> [Page text]
The signature of language and geography on the genetic structure of human populations in Africa


Recent evidence shows that the serial founder effects model is the best portrait of human genetic variation on a global scale. The model provides less insight into genetic variation in Africa, from which the founding population for the rest of the world arose. To help fill this gap, we studied the genetic structure of African populations in relation to geography and language. We examined 652 autosomal microsatellite loci from 2413 individuals in 118 African populations collected and made publicly available by Sarah Tishkoff (Science, 2009 324:1035). We analyzed correlations and partial correlations between matrices of Nei's genetic distance, geographic distance, and linguistic distance. For all pairs of populations, we used great circle geographic distances, and a linguistic distance based on positions of languages in a standard classification (i.e., languages in branches, in subgroups, in groups, in primary branches, and in families). Geography independently accounted for 12% of the variation in genetic distance (p=0.0000). Language independently accounted for 9% of the variation in genetic distance (p=0.0000). To explore the role of language further, we partitioned the linguistic distance into components defined at each level of the classification. We found that language family membership alone accounted for nearly all of the correlation between linguistic and genetic distance, with modest additions from primary branches and groups. It appears in this light that language groups reveal genetic signatures of ancient divisions in African populations. The correlation of genetics and geography, independent of language, reveals more recent gene flow and population movement.

> [Goal of the exercise]
Condense the paragraph in the study summary that begins "Recent evidence shows that" into a short bulleted list that keeps its main facts.

(Recorded data)
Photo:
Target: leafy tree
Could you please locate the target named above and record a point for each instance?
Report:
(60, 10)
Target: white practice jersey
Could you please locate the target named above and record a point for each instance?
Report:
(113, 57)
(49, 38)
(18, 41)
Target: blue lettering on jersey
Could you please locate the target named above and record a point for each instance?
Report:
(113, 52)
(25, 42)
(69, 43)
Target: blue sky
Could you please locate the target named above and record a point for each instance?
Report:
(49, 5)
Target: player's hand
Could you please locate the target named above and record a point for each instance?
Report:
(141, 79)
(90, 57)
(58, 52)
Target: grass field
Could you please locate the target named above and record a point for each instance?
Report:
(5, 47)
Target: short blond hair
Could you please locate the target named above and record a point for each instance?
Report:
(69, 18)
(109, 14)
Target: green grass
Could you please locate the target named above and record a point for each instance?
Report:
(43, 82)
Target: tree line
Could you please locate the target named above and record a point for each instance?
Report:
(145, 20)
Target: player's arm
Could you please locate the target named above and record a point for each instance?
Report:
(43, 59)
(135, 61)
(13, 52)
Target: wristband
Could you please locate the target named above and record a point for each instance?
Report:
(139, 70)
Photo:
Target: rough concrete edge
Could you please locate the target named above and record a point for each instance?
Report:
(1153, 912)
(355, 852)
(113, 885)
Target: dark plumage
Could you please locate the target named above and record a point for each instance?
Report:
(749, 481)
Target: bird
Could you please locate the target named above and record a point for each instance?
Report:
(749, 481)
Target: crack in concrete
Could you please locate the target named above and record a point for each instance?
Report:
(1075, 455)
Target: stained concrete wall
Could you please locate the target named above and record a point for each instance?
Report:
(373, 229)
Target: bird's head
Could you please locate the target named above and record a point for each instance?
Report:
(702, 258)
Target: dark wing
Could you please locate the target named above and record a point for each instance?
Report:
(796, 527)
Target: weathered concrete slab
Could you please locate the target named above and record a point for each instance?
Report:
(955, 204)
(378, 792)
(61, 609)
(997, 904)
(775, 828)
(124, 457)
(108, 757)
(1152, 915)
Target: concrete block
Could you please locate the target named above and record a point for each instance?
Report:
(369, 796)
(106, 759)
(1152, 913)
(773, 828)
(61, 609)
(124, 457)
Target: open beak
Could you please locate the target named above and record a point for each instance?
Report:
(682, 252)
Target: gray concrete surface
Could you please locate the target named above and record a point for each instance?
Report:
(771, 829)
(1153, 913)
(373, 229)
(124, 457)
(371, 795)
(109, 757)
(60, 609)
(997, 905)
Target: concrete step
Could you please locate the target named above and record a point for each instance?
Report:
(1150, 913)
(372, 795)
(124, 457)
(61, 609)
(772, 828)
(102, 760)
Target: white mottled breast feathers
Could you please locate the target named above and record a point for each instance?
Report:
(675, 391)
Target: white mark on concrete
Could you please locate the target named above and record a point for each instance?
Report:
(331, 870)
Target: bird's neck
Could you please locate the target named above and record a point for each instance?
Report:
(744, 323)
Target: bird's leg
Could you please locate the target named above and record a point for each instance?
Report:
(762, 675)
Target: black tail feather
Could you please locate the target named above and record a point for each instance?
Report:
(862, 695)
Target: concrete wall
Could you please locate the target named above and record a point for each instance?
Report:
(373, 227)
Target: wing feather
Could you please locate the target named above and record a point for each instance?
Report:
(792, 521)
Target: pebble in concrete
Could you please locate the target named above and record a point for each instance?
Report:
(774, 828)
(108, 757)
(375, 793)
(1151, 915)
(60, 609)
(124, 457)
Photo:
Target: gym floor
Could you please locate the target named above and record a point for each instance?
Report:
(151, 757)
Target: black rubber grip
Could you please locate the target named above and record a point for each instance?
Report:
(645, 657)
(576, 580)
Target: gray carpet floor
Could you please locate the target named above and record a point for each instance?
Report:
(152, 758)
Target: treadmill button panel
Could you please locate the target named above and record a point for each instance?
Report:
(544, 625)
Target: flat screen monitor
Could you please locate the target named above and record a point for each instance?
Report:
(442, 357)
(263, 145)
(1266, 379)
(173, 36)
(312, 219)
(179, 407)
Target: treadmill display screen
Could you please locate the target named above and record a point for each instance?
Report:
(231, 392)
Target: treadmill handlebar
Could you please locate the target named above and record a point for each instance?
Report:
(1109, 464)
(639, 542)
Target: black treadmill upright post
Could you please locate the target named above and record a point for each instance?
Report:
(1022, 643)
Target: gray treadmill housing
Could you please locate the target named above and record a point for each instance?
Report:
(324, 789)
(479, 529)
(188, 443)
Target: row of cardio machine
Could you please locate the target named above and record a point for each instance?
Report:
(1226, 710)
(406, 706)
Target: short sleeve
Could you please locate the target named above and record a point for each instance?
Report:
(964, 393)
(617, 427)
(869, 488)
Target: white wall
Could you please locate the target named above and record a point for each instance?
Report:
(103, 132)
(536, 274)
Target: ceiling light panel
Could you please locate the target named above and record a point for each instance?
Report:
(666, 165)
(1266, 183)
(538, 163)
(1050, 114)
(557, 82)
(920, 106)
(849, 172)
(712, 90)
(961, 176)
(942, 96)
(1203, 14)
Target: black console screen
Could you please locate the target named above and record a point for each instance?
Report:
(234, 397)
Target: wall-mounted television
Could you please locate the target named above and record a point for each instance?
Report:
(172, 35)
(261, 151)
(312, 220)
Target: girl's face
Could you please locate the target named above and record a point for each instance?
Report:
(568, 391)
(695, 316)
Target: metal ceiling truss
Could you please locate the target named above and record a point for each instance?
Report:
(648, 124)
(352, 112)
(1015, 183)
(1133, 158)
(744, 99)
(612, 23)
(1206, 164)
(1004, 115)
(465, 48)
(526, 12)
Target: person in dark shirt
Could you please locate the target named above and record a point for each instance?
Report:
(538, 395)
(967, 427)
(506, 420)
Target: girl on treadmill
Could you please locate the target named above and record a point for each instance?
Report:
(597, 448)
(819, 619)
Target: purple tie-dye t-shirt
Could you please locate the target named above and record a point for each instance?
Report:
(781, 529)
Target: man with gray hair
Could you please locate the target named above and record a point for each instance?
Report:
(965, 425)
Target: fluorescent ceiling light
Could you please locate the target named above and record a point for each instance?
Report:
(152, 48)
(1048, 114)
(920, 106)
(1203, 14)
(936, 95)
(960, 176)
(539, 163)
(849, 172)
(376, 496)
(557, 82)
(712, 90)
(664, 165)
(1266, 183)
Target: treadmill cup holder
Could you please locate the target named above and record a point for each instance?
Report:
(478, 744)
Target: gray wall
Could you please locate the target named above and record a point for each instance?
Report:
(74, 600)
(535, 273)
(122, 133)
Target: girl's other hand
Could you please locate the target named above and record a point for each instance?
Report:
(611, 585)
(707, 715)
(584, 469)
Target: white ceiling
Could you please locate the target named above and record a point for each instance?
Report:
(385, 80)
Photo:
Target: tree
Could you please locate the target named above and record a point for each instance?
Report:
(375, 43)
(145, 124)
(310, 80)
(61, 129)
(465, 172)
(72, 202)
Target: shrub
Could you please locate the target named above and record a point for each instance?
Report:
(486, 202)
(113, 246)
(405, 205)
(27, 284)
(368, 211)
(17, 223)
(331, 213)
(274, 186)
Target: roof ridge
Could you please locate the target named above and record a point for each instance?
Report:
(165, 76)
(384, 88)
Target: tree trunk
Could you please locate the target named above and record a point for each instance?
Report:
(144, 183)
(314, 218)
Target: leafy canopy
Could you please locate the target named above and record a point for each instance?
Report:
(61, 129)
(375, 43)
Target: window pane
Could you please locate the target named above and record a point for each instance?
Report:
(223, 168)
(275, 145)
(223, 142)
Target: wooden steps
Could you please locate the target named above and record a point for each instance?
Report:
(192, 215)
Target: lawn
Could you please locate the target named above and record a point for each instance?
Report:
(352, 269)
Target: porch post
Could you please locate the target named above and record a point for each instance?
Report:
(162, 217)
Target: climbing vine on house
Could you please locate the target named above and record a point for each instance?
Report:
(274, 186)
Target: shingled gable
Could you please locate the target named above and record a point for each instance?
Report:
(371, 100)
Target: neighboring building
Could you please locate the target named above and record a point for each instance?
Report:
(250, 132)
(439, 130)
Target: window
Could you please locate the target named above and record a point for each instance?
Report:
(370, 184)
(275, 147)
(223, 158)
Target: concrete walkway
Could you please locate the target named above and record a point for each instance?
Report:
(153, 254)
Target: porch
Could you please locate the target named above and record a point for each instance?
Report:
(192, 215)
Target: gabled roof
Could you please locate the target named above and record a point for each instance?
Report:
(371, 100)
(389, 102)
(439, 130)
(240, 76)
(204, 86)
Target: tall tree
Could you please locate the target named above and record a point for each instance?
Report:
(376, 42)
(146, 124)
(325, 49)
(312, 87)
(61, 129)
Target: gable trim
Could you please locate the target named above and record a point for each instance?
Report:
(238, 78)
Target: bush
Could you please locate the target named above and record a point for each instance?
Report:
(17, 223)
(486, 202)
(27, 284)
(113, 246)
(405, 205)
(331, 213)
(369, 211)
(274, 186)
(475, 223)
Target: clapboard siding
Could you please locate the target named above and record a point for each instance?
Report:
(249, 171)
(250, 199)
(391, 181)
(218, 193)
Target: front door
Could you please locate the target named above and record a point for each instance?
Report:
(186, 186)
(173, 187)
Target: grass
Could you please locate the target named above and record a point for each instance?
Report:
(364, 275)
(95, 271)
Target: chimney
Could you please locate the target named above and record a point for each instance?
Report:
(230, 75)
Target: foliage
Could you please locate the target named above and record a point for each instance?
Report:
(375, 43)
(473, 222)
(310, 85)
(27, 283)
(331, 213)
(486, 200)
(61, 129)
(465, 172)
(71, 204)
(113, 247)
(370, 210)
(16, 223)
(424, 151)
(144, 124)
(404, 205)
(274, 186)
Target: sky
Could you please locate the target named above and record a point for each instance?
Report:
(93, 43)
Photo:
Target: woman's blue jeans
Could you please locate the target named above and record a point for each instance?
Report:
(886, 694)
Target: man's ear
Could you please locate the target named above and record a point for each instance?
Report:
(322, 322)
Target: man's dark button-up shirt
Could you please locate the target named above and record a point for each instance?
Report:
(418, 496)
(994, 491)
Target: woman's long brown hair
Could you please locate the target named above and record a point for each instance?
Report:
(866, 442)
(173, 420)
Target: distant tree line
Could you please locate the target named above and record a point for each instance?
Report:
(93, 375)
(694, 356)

> [Answer section]
- The serial founder effects model best describes human genetic variation worldwide. It says less about Africa, where the founding population for the rest of the world arose.
- The study compared the genetic structure of African populations with geography and language. It used 652 autosomal microsatellite loci from 2413 individuals in 118 African populations, collected and made public by Sarah Tishkoff (Science, 2009 324:1035).
- Correlations and partial correlations were run between matrices of Nei's genetic distance, great circle geographic distance and linguistic distance. The linguistic distance was based on where each language sits in a standard classification.
- On its own, geography explained 12% of the variation in genetic distance and language explained 9% (both p=0.0000).
- When linguistic distance was split by classification level, language family membership alone accounted for nearly all of the link between language and genetics. Primary branches and groups added a little more.
- Language groups seem to show genetic traces of ancient divisions among African populations. The tie between genetics and geography, apart from language, points to more recent gene flow and population movement.